* begin *

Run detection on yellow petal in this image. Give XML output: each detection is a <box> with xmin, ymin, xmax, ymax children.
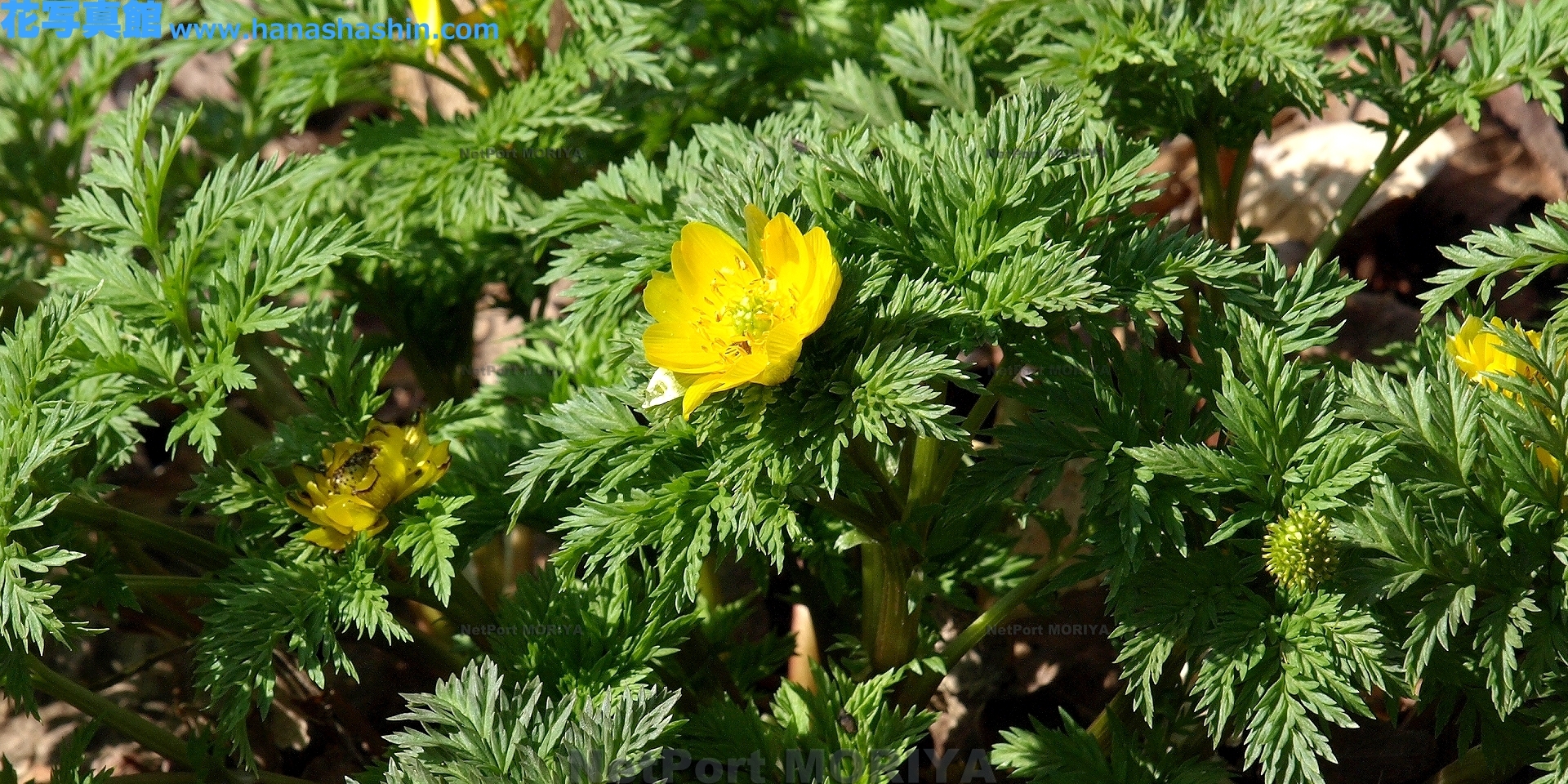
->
<box><xmin>751</xmin><ymin>326</ymin><xmax>801</xmax><ymax>385</ymax></box>
<box><xmin>354</xmin><ymin>452</ymin><xmax>408</xmax><ymax>510</ymax></box>
<box><xmin>670</xmin><ymin>223</ymin><xmax>760</xmax><ymax>296</ymax></box>
<box><xmin>794</xmin><ymin>225</ymin><xmax>844</xmax><ymax>337</ymax></box>
<box><xmin>409</xmin><ymin>0</ymin><xmax>441</xmax><ymax>53</ymax></box>
<box><xmin>643</xmin><ymin>322</ymin><xmax>726</xmax><ymax>373</ymax></box>
<box><xmin>762</xmin><ymin>212</ymin><xmax>806</xmax><ymax>281</ymax></box>
<box><xmin>643</xmin><ymin>273</ymin><xmax>697</xmax><ymax>323</ymax></box>
<box><xmin>680</xmin><ymin>351</ymin><xmax>768</xmax><ymax>419</ymax></box>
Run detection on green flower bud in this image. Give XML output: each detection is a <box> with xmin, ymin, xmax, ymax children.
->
<box><xmin>1264</xmin><ymin>510</ymin><xmax>1339</xmax><ymax>593</ymax></box>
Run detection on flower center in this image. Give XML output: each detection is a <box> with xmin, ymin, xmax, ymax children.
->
<box><xmin>331</xmin><ymin>445</ymin><xmax>381</xmax><ymax>492</ymax></box>
<box><xmin>709</xmin><ymin>276</ymin><xmax>787</xmax><ymax>359</ymax></box>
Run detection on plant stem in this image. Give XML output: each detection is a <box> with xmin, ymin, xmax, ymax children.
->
<box><xmin>218</xmin><ymin>408</ymin><xmax>273</xmax><ymax>458</ymax></box>
<box><xmin>237</xmin><ymin>336</ymin><xmax>310</xmax><ymax>421</ymax></box>
<box><xmin>696</xmin><ymin>552</ymin><xmax>724</xmax><ymax>613</ymax></box>
<box><xmin>1427</xmin><ymin>746</ymin><xmax>1524</xmax><ymax>784</ymax></box>
<box><xmin>849</xmin><ymin>439</ymin><xmax>903</xmax><ymax>519</ymax></box>
<box><xmin>1192</xmin><ymin>122</ymin><xmax>1242</xmax><ymax>247</ymax></box>
<box><xmin>1312</xmin><ymin>114</ymin><xmax>1454</xmax><ymax>261</ymax></box>
<box><xmin>861</xmin><ymin>541</ymin><xmax>919</xmax><ymax>673</ymax></box>
<box><xmin>808</xmin><ymin>496</ymin><xmax>888</xmax><ymax>541</ymax></box>
<box><xmin>55</xmin><ymin>496</ymin><xmax>234</xmax><ymax>571</ymax></box>
<box><xmin>118</xmin><ymin>574</ymin><xmax>210</xmax><ymax>596</ymax></box>
<box><xmin>27</xmin><ymin>654</ymin><xmax>189</xmax><ymax>768</ymax></box>
<box><xmin>898</xmin><ymin>549</ymin><xmax>1065</xmax><ymax>706</ymax></box>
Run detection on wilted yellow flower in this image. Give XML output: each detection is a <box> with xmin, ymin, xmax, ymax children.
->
<box><xmin>408</xmin><ymin>0</ymin><xmax>441</xmax><ymax>53</ymax></box>
<box><xmin>643</xmin><ymin>204</ymin><xmax>842</xmax><ymax>417</ymax></box>
<box><xmin>1449</xmin><ymin>315</ymin><xmax>1541</xmax><ymax>389</ymax></box>
<box><xmin>288</xmin><ymin>421</ymin><xmax>452</xmax><ymax>550</ymax></box>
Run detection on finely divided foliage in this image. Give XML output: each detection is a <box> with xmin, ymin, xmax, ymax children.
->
<box><xmin>9</xmin><ymin>0</ymin><xmax>1568</xmax><ymax>784</ymax></box>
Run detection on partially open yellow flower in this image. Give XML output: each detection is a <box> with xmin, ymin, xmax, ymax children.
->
<box><xmin>643</xmin><ymin>204</ymin><xmax>842</xmax><ymax>417</ymax></box>
<box><xmin>1449</xmin><ymin>315</ymin><xmax>1541</xmax><ymax>389</ymax></box>
<box><xmin>288</xmin><ymin>421</ymin><xmax>452</xmax><ymax>550</ymax></box>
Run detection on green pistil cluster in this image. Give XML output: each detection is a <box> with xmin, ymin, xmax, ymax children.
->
<box><xmin>1264</xmin><ymin>510</ymin><xmax>1338</xmax><ymax>593</ymax></box>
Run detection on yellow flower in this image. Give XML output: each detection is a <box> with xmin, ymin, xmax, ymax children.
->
<box><xmin>643</xmin><ymin>204</ymin><xmax>842</xmax><ymax>417</ymax></box>
<box><xmin>288</xmin><ymin>421</ymin><xmax>452</xmax><ymax>550</ymax></box>
<box><xmin>1449</xmin><ymin>315</ymin><xmax>1541</xmax><ymax>389</ymax></box>
<box><xmin>409</xmin><ymin>0</ymin><xmax>441</xmax><ymax>55</ymax></box>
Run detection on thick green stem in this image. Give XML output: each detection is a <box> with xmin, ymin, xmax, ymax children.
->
<box><xmin>55</xmin><ymin>496</ymin><xmax>234</xmax><ymax>571</ymax></box>
<box><xmin>861</xmin><ymin>542</ymin><xmax>919</xmax><ymax>673</ymax></box>
<box><xmin>1088</xmin><ymin>688</ymin><xmax>1134</xmax><ymax>755</ymax></box>
<box><xmin>1427</xmin><ymin>746</ymin><xmax>1524</xmax><ymax>784</ymax></box>
<box><xmin>1192</xmin><ymin>124</ymin><xmax>1251</xmax><ymax>247</ymax></box>
<box><xmin>1312</xmin><ymin>116</ymin><xmax>1452</xmax><ymax>261</ymax></box>
<box><xmin>898</xmin><ymin>559</ymin><xmax>1062</xmax><ymax>706</ymax></box>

* end *

■ SHORT TASK
Report every line in the listing above that contains the word "detection", treating uppercase and lowercase as different.

■ WORKED SOLUTION
Run detection on yellow petal in this image. Give XML output: each detection is a <box> with xmin, ymin, xmax, ymax children.
Run detection on green flower bud in this image. Give XML output: each detection is a <box> with xmin, ymin, xmax, ymax children.
Run detection on flower center in this image. Give XML output: each detection is a <box> with xmin, ymin, xmax, ymax children.
Run detection on plant stem in this image. Give XML output: each detection is a <box> with xmin, ymin, xmax, ymax children.
Run detection on wilted yellow flower in this image. Give XML output: each detection is a <box> with xmin, ymin, xmax, ymax children.
Run detection on finely divided foliage in this image. Give XML output: each detection is a <box> with xmin, ymin, xmax, ymax children.
Run detection on partially open yellow flower in this image. Give XML output: each detection is a <box> with xmin, ymin, xmax, ymax children.
Run detection on green pistil cluster in this image. Give XML output: each detection is a <box> with xmin, ymin, xmax, ymax children.
Run detection on yellow flower in this image. Give XML output: each detection is a <box> with xmin, ymin, xmax, ymax children.
Run detection on thick green stem in this image. Give XML output: each detection is a <box> with xmin, ymin, xmax, ymax children.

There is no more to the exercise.